[Outline annotation records]
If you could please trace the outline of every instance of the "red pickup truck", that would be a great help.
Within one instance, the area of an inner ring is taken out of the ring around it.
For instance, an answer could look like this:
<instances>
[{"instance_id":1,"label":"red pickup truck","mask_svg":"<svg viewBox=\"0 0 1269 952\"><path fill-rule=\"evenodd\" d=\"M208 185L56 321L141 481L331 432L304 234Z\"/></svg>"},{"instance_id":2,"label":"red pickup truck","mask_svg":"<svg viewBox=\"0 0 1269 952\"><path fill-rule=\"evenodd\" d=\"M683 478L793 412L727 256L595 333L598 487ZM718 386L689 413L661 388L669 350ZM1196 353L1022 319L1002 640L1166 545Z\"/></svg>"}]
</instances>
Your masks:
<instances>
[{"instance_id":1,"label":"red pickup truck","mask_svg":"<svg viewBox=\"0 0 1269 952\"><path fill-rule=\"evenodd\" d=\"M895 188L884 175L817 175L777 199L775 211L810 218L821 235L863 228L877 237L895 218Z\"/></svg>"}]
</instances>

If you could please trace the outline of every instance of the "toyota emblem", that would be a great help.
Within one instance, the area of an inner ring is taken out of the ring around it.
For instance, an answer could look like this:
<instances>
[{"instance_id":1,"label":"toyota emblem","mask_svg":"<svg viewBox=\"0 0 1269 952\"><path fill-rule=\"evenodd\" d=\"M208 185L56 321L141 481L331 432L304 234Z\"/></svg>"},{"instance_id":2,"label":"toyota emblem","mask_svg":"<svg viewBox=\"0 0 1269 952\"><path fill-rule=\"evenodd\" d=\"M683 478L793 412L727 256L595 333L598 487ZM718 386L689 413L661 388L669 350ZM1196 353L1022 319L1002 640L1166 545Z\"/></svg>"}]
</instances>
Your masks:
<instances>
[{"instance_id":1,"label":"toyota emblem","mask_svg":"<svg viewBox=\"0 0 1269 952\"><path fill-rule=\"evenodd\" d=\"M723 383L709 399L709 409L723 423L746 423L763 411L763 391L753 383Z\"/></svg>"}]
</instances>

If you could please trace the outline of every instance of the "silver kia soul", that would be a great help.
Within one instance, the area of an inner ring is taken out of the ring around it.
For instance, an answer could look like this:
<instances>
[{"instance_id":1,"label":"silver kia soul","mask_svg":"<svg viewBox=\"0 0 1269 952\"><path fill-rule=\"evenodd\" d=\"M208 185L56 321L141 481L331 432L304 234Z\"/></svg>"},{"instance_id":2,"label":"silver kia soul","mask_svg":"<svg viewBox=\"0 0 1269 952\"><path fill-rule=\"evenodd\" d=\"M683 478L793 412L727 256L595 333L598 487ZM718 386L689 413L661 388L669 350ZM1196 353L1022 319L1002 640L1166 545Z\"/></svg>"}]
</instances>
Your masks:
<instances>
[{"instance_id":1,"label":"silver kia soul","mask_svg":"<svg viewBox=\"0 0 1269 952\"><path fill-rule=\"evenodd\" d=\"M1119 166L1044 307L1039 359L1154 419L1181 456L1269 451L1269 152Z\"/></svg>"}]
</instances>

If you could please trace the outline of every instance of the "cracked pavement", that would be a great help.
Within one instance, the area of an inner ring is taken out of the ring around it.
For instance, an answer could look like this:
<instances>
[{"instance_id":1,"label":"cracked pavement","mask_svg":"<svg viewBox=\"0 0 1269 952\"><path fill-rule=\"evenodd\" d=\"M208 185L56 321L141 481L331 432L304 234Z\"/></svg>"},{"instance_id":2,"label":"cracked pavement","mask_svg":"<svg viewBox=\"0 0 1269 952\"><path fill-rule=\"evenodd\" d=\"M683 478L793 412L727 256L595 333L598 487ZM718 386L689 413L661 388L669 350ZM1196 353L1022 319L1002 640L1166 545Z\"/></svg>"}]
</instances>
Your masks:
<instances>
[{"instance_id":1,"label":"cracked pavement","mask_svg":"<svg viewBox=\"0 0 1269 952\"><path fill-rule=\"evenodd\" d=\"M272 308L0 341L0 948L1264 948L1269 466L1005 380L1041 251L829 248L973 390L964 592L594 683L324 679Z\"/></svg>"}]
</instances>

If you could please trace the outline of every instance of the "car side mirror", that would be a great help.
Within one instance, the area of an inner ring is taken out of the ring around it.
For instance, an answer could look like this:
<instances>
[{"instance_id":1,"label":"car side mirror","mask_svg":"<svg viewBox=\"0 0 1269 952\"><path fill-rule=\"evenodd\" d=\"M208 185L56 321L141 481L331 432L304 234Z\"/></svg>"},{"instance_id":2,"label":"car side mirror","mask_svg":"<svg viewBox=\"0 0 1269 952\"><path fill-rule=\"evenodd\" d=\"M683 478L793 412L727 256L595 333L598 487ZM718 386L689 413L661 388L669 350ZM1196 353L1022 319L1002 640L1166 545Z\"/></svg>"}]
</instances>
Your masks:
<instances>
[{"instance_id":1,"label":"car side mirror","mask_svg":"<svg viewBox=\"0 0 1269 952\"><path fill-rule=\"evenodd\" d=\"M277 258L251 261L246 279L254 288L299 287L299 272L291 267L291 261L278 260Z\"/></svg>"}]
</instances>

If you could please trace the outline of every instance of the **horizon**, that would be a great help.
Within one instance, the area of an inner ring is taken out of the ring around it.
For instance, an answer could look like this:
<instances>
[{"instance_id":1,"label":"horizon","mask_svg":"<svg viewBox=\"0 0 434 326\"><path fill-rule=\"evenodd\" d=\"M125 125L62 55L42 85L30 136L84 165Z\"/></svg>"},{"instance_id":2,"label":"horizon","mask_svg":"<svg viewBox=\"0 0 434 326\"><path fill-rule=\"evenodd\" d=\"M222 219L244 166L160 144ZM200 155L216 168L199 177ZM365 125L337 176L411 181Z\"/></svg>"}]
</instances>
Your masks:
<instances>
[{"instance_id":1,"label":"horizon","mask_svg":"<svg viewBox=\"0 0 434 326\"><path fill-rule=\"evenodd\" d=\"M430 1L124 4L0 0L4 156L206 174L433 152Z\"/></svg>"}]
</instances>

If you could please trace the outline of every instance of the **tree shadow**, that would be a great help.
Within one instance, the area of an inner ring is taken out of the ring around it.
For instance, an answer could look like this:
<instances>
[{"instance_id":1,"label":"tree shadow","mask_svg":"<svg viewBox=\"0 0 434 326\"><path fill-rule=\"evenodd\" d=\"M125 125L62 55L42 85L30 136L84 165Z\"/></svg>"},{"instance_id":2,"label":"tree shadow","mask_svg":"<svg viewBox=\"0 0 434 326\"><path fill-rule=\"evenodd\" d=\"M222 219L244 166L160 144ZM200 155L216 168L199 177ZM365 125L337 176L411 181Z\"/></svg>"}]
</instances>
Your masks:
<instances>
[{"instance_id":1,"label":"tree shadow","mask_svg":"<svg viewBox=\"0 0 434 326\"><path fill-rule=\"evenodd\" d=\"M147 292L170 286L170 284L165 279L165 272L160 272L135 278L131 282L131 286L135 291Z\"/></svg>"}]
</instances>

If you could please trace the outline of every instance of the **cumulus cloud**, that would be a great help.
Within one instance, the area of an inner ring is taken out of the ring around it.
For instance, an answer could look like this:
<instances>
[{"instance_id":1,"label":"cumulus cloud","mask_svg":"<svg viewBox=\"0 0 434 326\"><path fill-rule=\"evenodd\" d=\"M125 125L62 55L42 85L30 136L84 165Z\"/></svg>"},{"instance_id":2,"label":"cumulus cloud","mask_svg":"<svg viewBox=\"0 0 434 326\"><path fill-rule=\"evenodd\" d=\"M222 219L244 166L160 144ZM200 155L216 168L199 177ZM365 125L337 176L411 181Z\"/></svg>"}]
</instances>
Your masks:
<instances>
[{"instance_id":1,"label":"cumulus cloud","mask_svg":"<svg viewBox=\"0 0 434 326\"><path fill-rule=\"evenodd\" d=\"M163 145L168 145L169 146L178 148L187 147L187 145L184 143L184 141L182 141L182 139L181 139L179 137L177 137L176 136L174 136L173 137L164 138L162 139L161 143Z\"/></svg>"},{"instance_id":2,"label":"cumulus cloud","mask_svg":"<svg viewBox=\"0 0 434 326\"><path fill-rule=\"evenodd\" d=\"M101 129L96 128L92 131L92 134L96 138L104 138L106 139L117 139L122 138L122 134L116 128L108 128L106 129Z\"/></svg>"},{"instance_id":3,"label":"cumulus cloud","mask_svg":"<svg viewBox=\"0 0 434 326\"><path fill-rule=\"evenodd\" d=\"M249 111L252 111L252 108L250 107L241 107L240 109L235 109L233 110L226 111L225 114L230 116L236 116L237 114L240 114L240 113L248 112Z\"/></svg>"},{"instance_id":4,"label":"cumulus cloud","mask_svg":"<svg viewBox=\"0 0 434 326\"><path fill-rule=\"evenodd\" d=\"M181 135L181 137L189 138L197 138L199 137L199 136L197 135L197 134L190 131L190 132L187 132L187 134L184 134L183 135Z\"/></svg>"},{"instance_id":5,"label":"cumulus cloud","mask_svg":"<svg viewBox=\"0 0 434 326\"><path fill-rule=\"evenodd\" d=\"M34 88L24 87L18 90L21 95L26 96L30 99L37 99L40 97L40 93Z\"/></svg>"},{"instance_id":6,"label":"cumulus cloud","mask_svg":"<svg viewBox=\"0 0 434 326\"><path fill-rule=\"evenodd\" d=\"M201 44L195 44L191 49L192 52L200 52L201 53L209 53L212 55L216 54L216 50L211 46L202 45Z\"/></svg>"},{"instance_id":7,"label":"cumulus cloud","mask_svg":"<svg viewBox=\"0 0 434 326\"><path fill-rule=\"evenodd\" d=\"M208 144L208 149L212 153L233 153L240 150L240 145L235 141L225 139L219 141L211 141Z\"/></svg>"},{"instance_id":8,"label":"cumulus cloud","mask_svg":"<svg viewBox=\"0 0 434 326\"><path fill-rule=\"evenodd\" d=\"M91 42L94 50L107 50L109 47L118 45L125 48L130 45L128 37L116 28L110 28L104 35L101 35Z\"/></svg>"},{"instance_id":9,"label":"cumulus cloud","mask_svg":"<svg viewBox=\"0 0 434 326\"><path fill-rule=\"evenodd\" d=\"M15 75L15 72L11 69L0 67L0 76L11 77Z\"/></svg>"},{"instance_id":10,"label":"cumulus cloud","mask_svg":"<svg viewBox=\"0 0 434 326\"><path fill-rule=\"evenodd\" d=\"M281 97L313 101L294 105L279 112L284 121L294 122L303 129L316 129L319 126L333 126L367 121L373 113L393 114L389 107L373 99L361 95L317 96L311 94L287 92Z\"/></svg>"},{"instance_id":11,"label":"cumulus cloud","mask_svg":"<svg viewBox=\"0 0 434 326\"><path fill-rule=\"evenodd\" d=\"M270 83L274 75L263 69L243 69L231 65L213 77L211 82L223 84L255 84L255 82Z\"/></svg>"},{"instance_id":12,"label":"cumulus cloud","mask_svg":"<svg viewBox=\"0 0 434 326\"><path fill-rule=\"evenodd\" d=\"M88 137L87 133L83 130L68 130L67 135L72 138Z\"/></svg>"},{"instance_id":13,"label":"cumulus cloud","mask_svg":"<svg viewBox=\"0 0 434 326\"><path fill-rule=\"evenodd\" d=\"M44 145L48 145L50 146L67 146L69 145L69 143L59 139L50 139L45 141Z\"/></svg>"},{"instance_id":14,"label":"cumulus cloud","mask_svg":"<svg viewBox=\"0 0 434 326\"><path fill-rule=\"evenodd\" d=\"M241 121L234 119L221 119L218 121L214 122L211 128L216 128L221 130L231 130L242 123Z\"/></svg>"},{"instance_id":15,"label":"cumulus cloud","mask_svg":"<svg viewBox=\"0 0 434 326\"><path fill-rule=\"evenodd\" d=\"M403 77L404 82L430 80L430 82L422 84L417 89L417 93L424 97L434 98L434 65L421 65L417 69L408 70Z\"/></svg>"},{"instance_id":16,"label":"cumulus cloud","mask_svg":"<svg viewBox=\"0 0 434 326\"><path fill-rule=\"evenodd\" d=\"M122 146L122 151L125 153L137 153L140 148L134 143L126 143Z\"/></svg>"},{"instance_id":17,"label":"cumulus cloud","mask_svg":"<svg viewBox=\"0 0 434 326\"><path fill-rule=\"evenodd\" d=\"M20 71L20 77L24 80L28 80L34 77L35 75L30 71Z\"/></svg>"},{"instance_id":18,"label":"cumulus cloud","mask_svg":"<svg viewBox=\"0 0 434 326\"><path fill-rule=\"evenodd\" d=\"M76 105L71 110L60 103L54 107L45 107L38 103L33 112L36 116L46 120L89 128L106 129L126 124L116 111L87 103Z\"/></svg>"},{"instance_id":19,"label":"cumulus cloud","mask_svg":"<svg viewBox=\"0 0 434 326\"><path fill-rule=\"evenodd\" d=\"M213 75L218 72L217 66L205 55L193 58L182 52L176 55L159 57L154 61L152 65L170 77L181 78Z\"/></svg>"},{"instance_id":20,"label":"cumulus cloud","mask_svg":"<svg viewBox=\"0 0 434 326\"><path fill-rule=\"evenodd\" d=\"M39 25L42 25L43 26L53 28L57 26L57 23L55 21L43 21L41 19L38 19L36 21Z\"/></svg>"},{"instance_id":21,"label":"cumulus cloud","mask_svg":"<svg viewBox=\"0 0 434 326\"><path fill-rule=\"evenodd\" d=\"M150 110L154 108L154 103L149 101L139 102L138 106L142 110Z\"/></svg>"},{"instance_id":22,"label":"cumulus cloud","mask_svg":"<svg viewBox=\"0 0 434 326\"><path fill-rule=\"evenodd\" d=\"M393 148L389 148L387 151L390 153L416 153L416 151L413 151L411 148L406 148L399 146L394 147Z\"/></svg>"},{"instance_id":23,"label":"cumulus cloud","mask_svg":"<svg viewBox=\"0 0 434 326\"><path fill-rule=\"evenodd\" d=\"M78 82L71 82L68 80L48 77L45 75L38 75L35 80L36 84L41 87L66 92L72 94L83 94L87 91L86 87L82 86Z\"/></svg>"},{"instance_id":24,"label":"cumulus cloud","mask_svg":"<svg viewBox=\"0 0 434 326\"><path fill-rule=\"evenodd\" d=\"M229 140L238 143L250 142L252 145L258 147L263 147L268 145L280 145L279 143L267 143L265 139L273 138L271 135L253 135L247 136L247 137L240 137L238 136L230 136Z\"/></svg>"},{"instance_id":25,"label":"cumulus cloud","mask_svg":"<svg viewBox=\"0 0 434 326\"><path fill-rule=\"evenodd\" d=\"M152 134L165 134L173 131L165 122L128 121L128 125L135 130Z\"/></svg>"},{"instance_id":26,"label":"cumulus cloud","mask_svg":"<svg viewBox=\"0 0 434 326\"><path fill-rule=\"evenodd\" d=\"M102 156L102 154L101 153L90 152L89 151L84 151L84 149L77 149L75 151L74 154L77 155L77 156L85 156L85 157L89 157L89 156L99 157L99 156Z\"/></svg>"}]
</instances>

**Exercise prompt:** Which lines of the records contain the string "that"? Return each of those lines, treating uppercase and lowercase as different.

**Complete response:**
If you could please trace the outline of every instance of the "red pickup truck", that would be a great help.
If you could please trace the outline of every instance of the "toyota emblem", that would be a great help.
If you could please trace the outline of every instance of the "silver kia soul", that would be a great help.
If you could please trace the outline of every instance of the "cracked pavement", that would be a great help.
If you could please trace the outline of every instance of the "car side mirror", that would be a great help.
If you could please trace the outline of every instance of the **horizon**, that would be a great help.
If you could please trace the outline of every instance of the **tree shadow**, that would be a great help.
If you could please trace the outline of every instance of the **cumulus cloud**, that would be a great help.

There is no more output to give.